PROBLEMS AND TASKS
a: Decide whether each statement agrees with the text on indoor air quality data, answering yes or no and quoting the exact words that settle it: (i) A decade ago, most workplaces had the data they needed to make decisions about indoor air quality. (ii) IAQ monitors are now fairly common in office buildings. (iii) Every business now collects IAQ data.
b: Carry on the text about indoor air quality data, starting after its last sentence.

READING TEXT

<<<<

This article will look at the challenges and opportunities of utilizing IAQ data in healthy buildings. We’ll look at where the current gaps lie, and how the industry is changing to better address these issues and allow businesses to generate more value from the IAQ data they collect.
More Data Than Ever - But Not Enough Insights
A decade ago, most workplaces were flying blind when it came to indoor air quality. They lacked the most basic ingredient to data-driven decision-making – namely, the data. If testing was being conducted, it was done periodically or in response to worker complaints.
The pandemic has motivated a shift in attitudes: continuous IAQ monitoring is becoming mainstream, and it’s now fairly common to see IAQ monitors in office buildings. Sensor data is being collected, often in very large volumes, capturing the state of different air quality parameters over days, months, and years. (This is not to say adoption shouldn’t be higher - many businesses still aren’t collecting data.)

>>>>

DATA PROVIDED

<<<<

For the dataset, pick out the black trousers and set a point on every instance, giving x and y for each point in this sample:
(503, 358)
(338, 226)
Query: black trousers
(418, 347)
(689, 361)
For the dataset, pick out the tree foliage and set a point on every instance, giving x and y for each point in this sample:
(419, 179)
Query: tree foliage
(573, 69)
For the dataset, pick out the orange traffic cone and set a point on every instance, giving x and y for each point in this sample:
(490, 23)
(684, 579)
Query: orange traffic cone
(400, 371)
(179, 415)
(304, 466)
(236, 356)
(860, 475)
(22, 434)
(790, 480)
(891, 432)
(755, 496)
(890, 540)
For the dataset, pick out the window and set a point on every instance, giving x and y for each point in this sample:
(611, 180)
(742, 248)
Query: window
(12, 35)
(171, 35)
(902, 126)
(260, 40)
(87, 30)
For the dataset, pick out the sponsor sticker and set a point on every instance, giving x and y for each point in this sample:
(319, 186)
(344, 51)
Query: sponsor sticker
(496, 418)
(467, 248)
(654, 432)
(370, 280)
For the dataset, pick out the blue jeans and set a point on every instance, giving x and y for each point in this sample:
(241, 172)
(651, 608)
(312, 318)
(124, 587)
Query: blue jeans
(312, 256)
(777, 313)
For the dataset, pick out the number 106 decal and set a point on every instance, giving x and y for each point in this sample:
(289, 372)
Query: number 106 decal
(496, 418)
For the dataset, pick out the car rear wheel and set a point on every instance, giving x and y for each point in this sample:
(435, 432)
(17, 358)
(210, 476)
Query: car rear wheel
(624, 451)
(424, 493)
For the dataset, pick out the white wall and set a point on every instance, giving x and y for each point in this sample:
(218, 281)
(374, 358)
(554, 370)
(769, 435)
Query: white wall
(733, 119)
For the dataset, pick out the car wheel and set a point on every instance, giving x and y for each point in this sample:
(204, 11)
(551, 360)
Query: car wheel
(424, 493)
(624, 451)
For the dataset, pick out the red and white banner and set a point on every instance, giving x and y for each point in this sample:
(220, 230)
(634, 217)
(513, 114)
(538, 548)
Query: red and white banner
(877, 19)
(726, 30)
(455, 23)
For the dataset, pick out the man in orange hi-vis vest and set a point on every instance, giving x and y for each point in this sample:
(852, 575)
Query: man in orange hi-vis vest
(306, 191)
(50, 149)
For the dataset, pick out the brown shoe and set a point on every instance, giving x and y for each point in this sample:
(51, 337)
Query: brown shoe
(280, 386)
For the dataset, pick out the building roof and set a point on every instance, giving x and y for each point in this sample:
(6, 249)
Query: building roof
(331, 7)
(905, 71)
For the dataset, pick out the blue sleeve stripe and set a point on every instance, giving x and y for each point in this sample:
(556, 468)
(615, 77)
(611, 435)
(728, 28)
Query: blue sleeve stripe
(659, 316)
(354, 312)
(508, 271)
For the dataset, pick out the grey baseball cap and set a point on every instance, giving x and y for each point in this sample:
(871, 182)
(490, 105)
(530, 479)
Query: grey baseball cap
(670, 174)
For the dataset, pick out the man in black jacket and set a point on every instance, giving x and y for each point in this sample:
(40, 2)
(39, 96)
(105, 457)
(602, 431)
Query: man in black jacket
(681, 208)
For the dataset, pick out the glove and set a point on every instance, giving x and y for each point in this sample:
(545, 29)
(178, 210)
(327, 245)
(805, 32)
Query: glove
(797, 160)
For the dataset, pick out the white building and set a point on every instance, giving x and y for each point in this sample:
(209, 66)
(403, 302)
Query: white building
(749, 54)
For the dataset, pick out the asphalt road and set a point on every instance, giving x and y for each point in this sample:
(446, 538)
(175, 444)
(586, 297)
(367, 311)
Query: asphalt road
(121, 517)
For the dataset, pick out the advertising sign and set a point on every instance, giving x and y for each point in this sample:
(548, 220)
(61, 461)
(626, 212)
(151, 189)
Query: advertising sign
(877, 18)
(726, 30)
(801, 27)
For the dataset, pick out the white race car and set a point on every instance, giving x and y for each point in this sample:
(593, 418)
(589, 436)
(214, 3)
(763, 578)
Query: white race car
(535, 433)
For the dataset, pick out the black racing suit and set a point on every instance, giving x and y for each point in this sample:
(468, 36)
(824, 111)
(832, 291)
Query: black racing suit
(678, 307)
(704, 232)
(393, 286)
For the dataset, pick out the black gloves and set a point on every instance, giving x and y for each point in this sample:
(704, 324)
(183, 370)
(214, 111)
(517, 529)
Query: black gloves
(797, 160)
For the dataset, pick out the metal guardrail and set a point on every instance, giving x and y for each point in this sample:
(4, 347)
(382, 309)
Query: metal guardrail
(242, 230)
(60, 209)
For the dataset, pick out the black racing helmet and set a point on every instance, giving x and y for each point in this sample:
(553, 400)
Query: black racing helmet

>>>>

ANSWER LIST
a:
(i) No: "They lacked the most basic ingredient to data-driven decision-making – namely, the data."
(ii) Yes: "it’s now fairly common to see IAQ monitors in office buildings."
(iii) No: "many businesses still aren’t collecting data."

b:
The problem is that all this raw data from IAQ monitors often leaves businesses perplexed when it comes to creating healthier buildings:
- Most stakeholders don’t have a strong understanding of the technicalities of air quality (nor should they). This creates difficulties in interpreting the numbers they are seeing in the monitoring data - does a TVOC level of 700 ppb mean there’s a problem? How urgent is this problem?
- On-site facility managers have basic reporting tools that can tell them averages and trends over time - e.g., of CO2 in a conference room. This is already much better than having no data at all, and can help to quickly identify acute issues. But it offers little in the way of remediation: Does this indicate an underlying ventilation issue, or just reflect occupancy trends? What actions can be taken to improve?
- Portfolio facility managers or workplace leaders who oversee many buildings and spaces struggle to get a bird’s-eye view of their entire portfolio: Which of my buildings is underperforming and requires my attention? Are there any common causes of poor air quality across my portfolio, such as material selection or space design? What best practices can I implement to prevent similar issues in the future?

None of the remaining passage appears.